-- TASK DESCRIPTION --
Set down all of the data that follows, keeping every character.

-- DATASET ENTRIES --
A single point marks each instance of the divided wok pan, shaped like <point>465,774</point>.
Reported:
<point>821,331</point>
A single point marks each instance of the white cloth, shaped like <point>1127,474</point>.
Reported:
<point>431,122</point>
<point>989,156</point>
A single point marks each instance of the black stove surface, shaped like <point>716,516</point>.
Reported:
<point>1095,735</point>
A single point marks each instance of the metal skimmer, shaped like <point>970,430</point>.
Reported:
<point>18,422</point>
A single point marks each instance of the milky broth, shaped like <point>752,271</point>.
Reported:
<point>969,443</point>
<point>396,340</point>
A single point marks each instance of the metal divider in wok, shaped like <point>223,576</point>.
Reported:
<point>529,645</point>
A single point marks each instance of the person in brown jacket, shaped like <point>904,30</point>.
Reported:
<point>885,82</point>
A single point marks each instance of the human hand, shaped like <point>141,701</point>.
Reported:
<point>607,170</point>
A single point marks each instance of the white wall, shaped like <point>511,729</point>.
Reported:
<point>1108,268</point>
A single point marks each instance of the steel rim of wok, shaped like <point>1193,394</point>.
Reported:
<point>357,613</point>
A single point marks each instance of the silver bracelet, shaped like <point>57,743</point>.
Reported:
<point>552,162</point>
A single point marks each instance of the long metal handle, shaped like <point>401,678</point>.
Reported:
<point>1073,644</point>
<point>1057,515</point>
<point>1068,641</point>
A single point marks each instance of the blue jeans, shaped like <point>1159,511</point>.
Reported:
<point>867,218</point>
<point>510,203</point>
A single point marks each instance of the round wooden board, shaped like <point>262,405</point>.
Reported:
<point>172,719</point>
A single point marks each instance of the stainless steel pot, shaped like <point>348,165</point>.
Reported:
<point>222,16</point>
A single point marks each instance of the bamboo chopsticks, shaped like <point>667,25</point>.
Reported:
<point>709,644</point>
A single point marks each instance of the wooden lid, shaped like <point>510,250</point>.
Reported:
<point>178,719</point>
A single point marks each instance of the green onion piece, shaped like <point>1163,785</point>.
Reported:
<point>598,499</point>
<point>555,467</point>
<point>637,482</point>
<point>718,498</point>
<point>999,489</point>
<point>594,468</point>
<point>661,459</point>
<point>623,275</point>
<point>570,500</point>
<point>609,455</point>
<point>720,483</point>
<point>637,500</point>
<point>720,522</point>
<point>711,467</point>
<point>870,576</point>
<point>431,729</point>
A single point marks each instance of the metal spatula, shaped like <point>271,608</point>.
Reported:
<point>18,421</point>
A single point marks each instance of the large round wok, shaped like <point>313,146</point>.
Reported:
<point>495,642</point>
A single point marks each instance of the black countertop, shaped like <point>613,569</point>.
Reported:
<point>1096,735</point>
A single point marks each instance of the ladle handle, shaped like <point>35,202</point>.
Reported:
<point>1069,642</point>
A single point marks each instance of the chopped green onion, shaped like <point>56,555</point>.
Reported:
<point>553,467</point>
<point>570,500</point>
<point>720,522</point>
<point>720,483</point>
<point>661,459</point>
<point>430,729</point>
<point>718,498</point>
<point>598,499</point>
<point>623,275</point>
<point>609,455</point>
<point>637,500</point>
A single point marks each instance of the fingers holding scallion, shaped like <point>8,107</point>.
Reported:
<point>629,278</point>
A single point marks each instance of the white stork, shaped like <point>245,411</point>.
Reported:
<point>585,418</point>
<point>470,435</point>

-- PROBLEM SOLUTION --
A single point marks each instance of the divided wok pan, shaped like <point>465,774</point>.
Reported:
<point>821,331</point>
A single point marks each instance of the white cloth, shaped like <point>1127,474</point>.
Reported:
<point>431,122</point>
<point>989,156</point>
A single point marks each instance of the black stove surface, shaped like <point>716,516</point>.
Reported:
<point>1095,735</point>
A single point marks each instance of the metal skimmer, shaped like <point>970,430</point>.
Reported:
<point>18,422</point>
A single point marks each instance of the milky broth, shaped like <point>752,271</point>.
Reported:
<point>969,443</point>
<point>396,340</point>
A single point marks each instance of the metal divider in wok, shaped like <point>223,576</point>.
Reported:
<point>529,645</point>
A single point marks each instance of the person in brown jacket, shaped like <point>904,30</point>.
Reported:
<point>885,82</point>
A single point marks each instance of the human hand, shaped like <point>141,701</point>.
Reported:
<point>607,170</point>
A single point marks each instance of the white wall, shaped like <point>511,729</point>.
Reported:
<point>1108,268</point>
A single point marks each instance of the steel rim of wok, shaped like <point>1193,394</point>.
Reported:
<point>357,613</point>
A single point marks each instance of the silver bracelet, shaped like <point>57,743</point>.
Reported:
<point>552,162</point>
A single point marks each instance of the long metal handle, shaped like <point>401,678</point>.
Reported:
<point>1073,644</point>
<point>1057,515</point>
<point>1068,641</point>
A single point marks each instance of the blue jeans, shaped like <point>1159,511</point>.
Reported:
<point>867,218</point>
<point>510,203</point>
A single point marks each instance of the round wooden board, shaped like <point>262,405</point>.
Reported:
<point>172,719</point>
A single point marks each instance of the stainless steel pot, shaped like <point>348,165</point>.
Reported:
<point>222,16</point>
A single point marks each instance of the bamboo chopsticks, shaped like <point>667,25</point>.
Reported:
<point>709,644</point>
A single point marks each instance of the wooden lid, shaped like <point>510,250</point>.
Reported:
<point>178,719</point>
A single point marks each instance of the green onion piece, shaped like <point>1163,785</point>.
Reported:
<point>598,499</point>
<point>555,467</point>
<point>637,482</point>
<point>718,498</point>
<point>999,489</point>
<point>594,468</point>
<point>661,459</point>
<point>623,275</point>
<point>570,500</point>
<point>609,455</point>
<point>720,483</point>
<point>637,500</point>
<point>720,522</point>
<point>711,467</point>
<point>870,576</point>
<point>431,729</point>
A single point marks each instance of the metal spatula, shaped like <point>271,608</point>.
Reported:
<point>18,421</point>
A single point marks each instance of the large round wok, shaped like <point>313,146</point>.
Reported:
<point>495,642</point>
A single point marks each instance of the black countertop, shaped like <point>613,569</point>.
Reported:
<point>1096,735</point>
A single point marks each instance of the ladle handle, shaped like <point>35,202</point>.
Reported:
<point>1069,642</point>
A single point marks each instance of the chopped green onion, shaped like <point>56,555</point>.
Reported:
<point>553,467</point>
<point>570,500</point>
<point>720,522</point>
<point>720,483</point>
<point>661,459</point>
<point>430,729</point>
<point>718,498</point>
<point>598,499</point>
<point>623,275</point>
<point>609,455</point>
<point>637,500</point>
A single point marks each instance of the fingers holding scallion, shaped like <point>8,107</point>.
Reported:
<point>629,278</point>
A single point marks each instance of the white stork, shaped like <point>245,411</point>.
Reported:
<point>585,418</point>
<point>470,435</point>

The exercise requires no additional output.